What you are asked to do:
Write the material out again in full, word for word. Do not include the pictures.
======== Source material
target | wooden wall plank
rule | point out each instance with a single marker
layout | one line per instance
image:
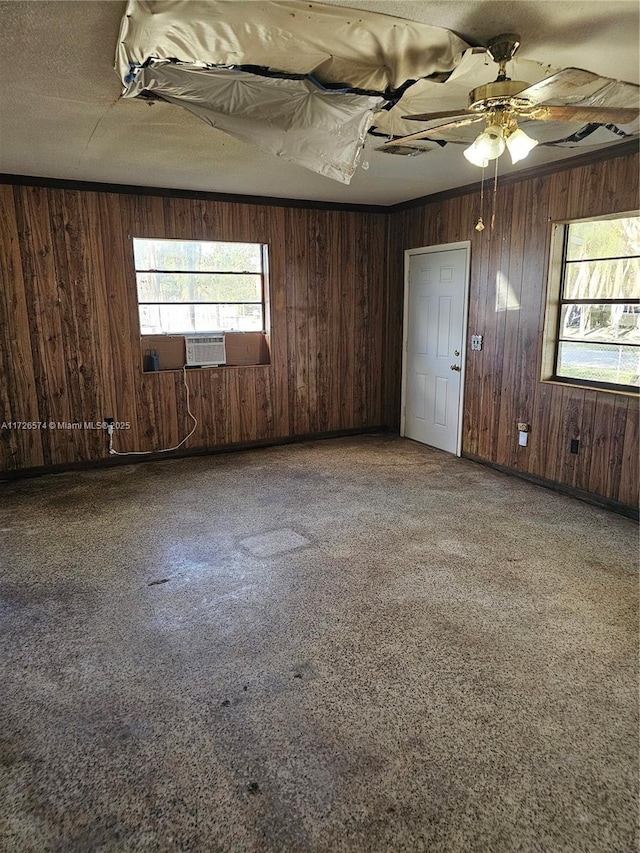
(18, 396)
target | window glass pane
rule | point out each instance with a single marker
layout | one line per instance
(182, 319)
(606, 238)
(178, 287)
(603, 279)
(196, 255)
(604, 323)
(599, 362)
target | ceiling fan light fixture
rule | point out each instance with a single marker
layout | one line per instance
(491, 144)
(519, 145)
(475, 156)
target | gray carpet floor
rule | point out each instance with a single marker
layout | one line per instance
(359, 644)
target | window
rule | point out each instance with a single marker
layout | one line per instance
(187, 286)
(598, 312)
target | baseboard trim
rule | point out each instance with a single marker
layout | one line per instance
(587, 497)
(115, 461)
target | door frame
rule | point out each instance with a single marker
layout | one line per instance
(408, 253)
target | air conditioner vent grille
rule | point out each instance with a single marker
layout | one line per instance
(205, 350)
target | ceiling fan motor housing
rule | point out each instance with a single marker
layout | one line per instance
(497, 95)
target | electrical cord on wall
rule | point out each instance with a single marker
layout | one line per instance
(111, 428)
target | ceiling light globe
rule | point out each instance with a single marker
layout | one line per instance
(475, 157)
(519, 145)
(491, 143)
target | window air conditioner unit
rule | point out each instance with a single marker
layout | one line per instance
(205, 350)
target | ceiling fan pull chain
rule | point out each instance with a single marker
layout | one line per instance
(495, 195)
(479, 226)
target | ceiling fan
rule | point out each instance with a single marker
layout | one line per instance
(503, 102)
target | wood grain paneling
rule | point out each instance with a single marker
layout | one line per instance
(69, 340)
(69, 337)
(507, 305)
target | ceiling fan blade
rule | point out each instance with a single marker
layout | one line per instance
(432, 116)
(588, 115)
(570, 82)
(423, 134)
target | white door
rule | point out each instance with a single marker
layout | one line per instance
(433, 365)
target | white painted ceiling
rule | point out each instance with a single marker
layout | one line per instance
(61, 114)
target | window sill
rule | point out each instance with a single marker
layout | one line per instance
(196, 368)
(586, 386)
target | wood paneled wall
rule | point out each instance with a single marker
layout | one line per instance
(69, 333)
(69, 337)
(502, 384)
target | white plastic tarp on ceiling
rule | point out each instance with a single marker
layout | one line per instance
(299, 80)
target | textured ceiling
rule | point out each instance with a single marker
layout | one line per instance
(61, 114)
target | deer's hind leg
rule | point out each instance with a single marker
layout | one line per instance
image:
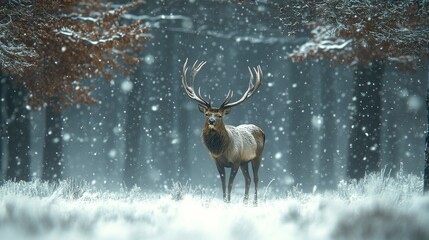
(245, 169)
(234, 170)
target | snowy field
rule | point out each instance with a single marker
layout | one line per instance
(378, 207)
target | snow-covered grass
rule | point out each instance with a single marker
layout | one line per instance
================
Finished exercise:
target | wooden wall plank
rule | point out each instance with a single marker
layout | one line per instance
image:
(18, 396)
target | window glass pane
rule | point out each instance with a single marker
layout | one line per instance
(182, 319)
(606, 238)
(178, 287)
(603, 279)
(196, 255)
(604, 323)
(599, 362)
target | ceiling fan light fixture
rule | point out each instance with a single marker
layout | one line per instance
(491, 144)
(519, 145)
(475, 156)
target | gray carpet floor
rule | point out each instance with a single marker
layout | one line per instance
(359, 644)
target | window
rule | point out each instance with a single marker
layout | one line per instance
(187, 286)
(598, 312)
target | baseboard trim
rule | point out each instance with a single marker
layout | one line per instance
(587, 497)
(115, 461)
target | door frame
rule | point out each instance with a single marker
layout | one line per instance
(408, 253)
target | air conditioner vent grille
rule | point out each instance with a single marker
layout | one line per instance
(205, 350)
target | ceiling fan motor housing
rule | point out each instance with a single marker
layout | one line per instance
(497, 95)
target | electrical cord on wall
rule | point out each instance with a single marker
layout | one line per instance
(111, 428)
target | ceiling light globe
rule | point out each instance with a single marker
layout | one line per instance
(475, 157)
(519, 145)
(491, 143)
target | window air conditioner unit
rule | point out each instance with a single marker
layout | one line per instance
(205, 350)
target | ceiling fan pull chain
rule | point out each instance with a single marker
layout | one line per instance
(495, 195)
(479, 226)
target | ceiling fan
rule | point out each instance with a single marker
layout | one line per instance
(503, 102)
target | wood grain paneling
rule | point out each instance with a single marker
layout | one line per instance
(69, 340)
(69, 337)
(507, 305)
target | ceiling fan blade
rule | point out each instance with a single marker
layout | one line per instance
(432, 116)
(588, 115)
(570, 82)
(423, 134)
target | white door
rule | point out each instance with a single marker
layout | one line per instance
(433, 365)
target | white painted ceiling
rule | point out each instance with a single marker
layout | one line per instance
(61, 114)
target | window sill
rule | point out each instance with a single marker
layout | one line per instance
(196, 368)
(586, 386)
target | wood paneled wall
rule | point out each instance with a single marker
layout | one line per instance
(69, 333)
(69, 337)
(502, 384)
target | white plastic tarp on ceiling
rule | point out each instance with a single marker
layout | one line per instance
(299, 80)
target | textured ceiling
rule | point out each instance with a single marker
layout | one line per instance
(61, 114)
target | deer's hind leg
rule | point out each instance with a single marker
layout | one line per instance
image:
(245, 169)
(234, 170)
target | snowy field
rule | point out each instance with a single marker
layout | one line per instance
(378, 207)
target | snow-covered grass
rule | point out each instance with a single marker
layout | one line per instance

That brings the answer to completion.